### TEXTAUSZUG
-----
European Case Law Identifier: ECLI:AT:OGH0002:2019:E124507

Rechtsgebiet: Zivilrecht

 

Spruch:

Die außerordentliche Revision wird gemäß § 508a Abs 2 ZPO mangels der Voraussetzungen des § 502 Abs 1 ZPO zurückgewiesen.

 

Begründung:

Die Vorinstanzen haben die von der Klägerin wegen unleidlichen Verhaltens gemäß § 30 Abs 2 Z 3 zweiter Fall MRG ausgesprochene Kündigung für rechtswirksam erklärt.
-----
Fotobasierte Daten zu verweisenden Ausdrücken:
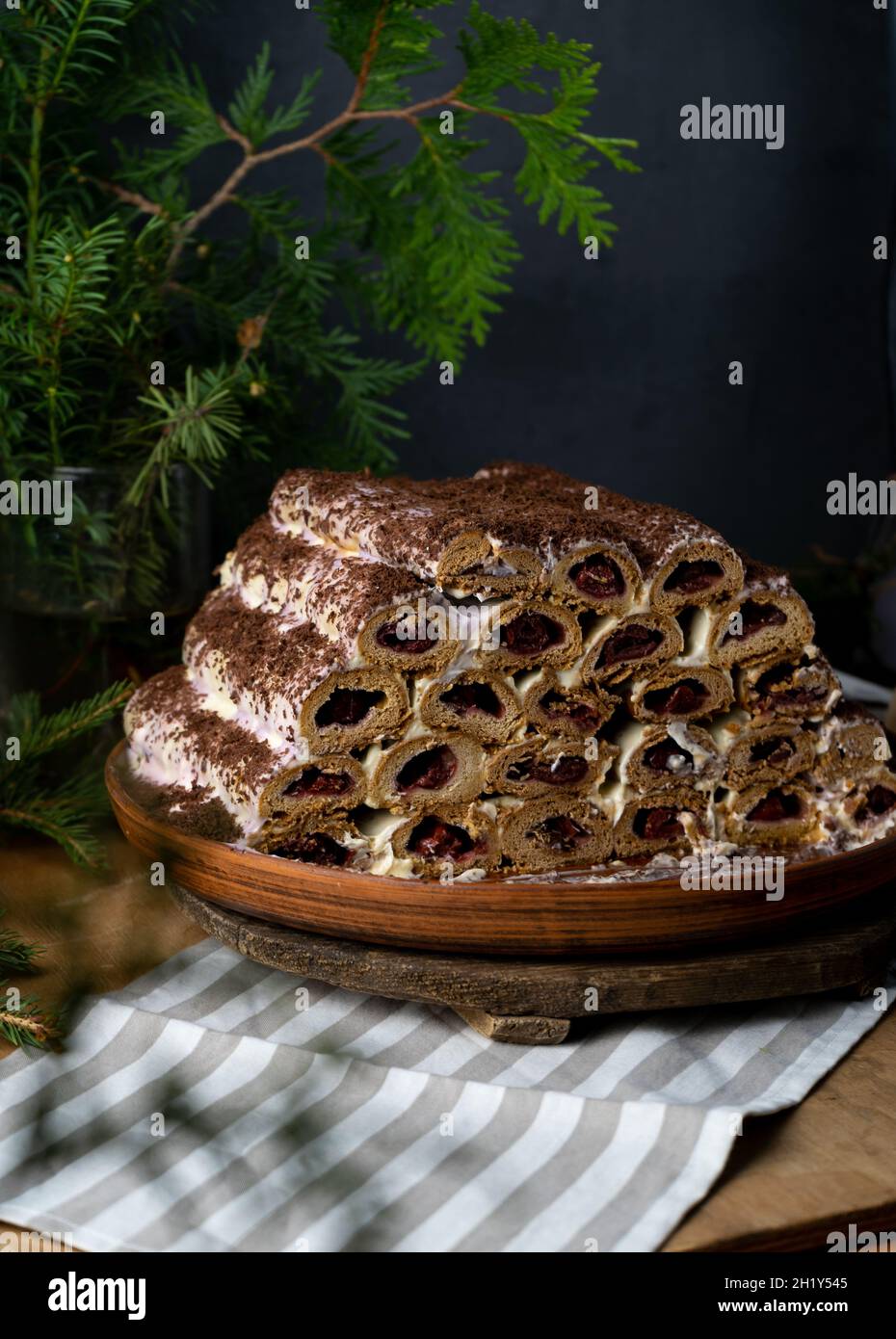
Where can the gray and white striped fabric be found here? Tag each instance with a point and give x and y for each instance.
(212, 1106)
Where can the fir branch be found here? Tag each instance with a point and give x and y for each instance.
(14, 954)
(40, 735)
(28, 1025)
(33, 797)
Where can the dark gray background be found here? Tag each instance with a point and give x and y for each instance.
(618, 370)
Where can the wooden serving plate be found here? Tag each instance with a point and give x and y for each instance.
(538, 917)
(532, 1002)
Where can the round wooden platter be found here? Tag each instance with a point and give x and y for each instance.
(533, 1002)
(533, 917)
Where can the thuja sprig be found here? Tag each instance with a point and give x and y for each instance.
(120, 275)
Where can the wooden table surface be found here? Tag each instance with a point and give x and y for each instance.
(792, 1180)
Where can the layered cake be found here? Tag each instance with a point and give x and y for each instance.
(511, 673)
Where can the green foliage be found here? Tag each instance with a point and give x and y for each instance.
(260, 342)
(33, 796)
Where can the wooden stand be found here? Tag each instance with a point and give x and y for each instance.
(533, 1002)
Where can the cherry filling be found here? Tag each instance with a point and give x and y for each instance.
(388, 639)
(658, 825)
(563, 772)
(312, 781)
(531, 634)
(597, 576)
(347, 707)
(466, 699)
(771, 690)
(631, 643)
(679, 699)
(435, 840)
(428, 770)
(560, 833)
(776, 807)
(582, 714)
(879, 801)
(669, 757)
(313, 849)
(754, 617)
(690, 577)
(773, 750)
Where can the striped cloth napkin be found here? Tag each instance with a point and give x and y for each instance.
(217, 1105)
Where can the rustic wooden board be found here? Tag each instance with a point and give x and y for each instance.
(539, 917)
(532, 1002)
(793, 1177)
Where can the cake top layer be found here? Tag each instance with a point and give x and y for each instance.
(411, 522)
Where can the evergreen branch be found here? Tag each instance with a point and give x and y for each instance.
(67, 830)
(40, 735)
(28, 1025)
(14, 955)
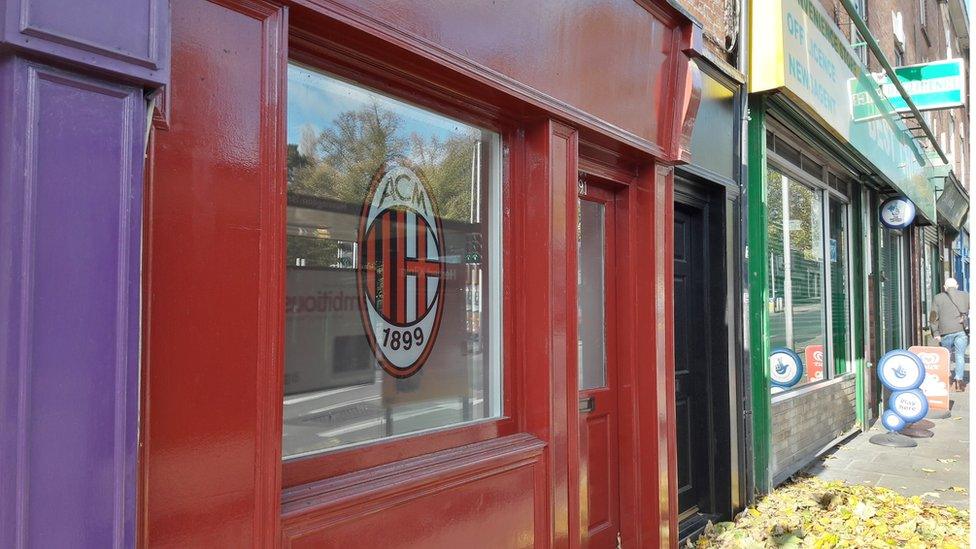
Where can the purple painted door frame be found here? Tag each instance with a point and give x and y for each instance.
(73, 75)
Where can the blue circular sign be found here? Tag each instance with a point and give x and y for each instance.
(785, 367)
(909, 405)
(901, 370)
(897, 212)
(892, 421)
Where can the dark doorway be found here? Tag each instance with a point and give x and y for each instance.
(701, 377)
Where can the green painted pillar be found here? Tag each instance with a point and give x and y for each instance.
(758, 249)
(859, 312)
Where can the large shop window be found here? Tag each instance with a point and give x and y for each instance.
(393, 309)
(809, 266)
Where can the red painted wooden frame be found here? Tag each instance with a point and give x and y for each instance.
(314, 51)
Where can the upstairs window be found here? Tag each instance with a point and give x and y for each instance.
(393, 269)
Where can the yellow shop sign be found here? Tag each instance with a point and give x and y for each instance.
(797, 50)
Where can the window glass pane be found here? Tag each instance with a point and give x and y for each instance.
(777, 262)
(591, 311)
(393, 312)
(806, 271)
(890, 275)
(840, 290)
(796, 305)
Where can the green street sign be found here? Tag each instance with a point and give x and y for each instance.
(932, 86)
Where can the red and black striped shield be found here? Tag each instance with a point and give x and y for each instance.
(401, 273)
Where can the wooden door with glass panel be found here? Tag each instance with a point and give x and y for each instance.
(599, 471)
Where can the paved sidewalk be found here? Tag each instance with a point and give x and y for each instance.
(910, 471)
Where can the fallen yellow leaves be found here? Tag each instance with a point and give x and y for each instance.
(810, 512)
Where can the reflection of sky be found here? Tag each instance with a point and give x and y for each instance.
(315, 100)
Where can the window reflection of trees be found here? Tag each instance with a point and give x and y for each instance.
(341, 161)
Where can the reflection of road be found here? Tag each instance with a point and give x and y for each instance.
(807, 326)
(337, 417)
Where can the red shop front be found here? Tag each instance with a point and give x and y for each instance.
(408, 274)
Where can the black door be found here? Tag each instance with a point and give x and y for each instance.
(692, 362)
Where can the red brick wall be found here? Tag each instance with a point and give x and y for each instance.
(719, 21)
-----
### AUFGABE
Beantworte diese Fragen zum Textauszug:
1. Welches Rechtsgebiet ist angegeben?
2. Was geschieht laut Spruch mit der außerordentlichen Revision?
3. Wie haben die Vorinstanzen die Kündigung der Klägerin beurteilt?

### ANTWORT
1. Zivilrecht.
2. Sie wird gemäß § 508a Abs 2 ZPO zurückgewiesen.
3. Sie haben die Kündigung für rechtswirksam erklärt.